Exercise tasks =>
a: In the boardwalk decking text, what is Composite Decking essentially made up of?
b: From the boardwalk decking text, print the passage from "As we mentioned" up to and including "issue still exists.".
c: Which materials does the boardwalk decking text name?

Document text =>
In recent years the hurricane damage has been devastating. If your area has been affected, we truly grieve your losses with you. But we don’t want to see your city experience even more loss. Unfortunately, many boardwalks will be rebuilt with Composite Decking, setting up cities to have to replace them much sooner than expected. Perhaps even more concerning, those manufactured materials will end up at the bottom of the ocean or sitting in landfills for many years. The truth is that real lumber is a better choice. Today, we’ll look at a few more reasons to consider it.
As we mentioned in Part 1 of this series, Composite Decking is essentially made up of plastic. As an oil-based product, plastic does not “play well” with water. They literally don’t mix well. The combined effect (which is obviously going to occur on a boardwalk) is a slippery surface. While some manufacturers try to add faux wood grain or other textures, the issue still exists.

Listed records =>
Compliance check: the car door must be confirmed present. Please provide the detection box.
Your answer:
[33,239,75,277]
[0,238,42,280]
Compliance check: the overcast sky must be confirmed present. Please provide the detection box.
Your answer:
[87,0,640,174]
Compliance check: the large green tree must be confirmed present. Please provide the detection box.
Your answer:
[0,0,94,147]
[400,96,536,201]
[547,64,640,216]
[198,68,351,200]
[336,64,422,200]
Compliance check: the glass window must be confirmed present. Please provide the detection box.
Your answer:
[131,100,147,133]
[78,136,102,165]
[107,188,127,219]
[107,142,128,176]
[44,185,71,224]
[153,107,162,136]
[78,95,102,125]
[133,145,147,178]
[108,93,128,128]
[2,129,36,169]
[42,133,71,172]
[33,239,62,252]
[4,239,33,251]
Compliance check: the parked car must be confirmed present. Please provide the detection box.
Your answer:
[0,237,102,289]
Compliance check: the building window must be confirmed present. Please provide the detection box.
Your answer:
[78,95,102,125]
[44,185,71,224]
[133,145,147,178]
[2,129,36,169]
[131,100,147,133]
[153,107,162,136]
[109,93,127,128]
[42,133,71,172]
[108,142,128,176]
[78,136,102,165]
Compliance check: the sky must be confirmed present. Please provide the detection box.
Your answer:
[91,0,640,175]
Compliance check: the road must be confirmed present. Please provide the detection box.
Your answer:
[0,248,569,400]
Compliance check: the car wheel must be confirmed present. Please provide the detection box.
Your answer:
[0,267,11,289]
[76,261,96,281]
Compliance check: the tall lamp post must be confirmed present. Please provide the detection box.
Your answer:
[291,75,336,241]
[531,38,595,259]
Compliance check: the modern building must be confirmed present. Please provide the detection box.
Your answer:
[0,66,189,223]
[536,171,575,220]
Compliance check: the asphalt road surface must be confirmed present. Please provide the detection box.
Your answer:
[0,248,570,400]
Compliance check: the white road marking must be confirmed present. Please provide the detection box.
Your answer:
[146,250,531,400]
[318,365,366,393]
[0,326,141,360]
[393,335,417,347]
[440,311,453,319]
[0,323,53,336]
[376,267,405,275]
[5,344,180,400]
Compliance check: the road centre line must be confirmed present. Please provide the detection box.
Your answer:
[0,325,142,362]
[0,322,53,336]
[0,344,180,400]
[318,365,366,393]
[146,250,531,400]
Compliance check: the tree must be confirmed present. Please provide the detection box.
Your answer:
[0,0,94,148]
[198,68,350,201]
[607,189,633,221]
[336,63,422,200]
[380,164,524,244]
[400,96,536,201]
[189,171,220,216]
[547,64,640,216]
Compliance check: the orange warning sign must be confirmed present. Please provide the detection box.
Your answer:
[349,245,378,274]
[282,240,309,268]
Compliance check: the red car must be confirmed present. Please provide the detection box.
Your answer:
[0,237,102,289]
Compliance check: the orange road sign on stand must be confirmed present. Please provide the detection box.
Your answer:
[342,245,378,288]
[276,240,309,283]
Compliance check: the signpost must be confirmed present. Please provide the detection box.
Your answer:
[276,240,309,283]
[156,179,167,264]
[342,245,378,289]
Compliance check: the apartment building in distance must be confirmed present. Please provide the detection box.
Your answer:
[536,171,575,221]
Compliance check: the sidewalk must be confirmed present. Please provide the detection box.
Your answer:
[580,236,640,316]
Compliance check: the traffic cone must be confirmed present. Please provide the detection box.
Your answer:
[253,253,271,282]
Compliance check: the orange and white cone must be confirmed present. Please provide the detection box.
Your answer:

Solutions =>
a: Plastic.

b:
As we mentioned in Part 1 of this series, Composite Decking is essentially made up of plastic. As an oil-based product, plastic does not “play well” with water. They literally don’t mix well. The combined effect (which is obviously going to occur on a boardwalk) is a slippery surface. While some manufacturers try to add faux wood grain or other textures, the issue still exists.

c:
- Composite Decking
- real lumber
- plastic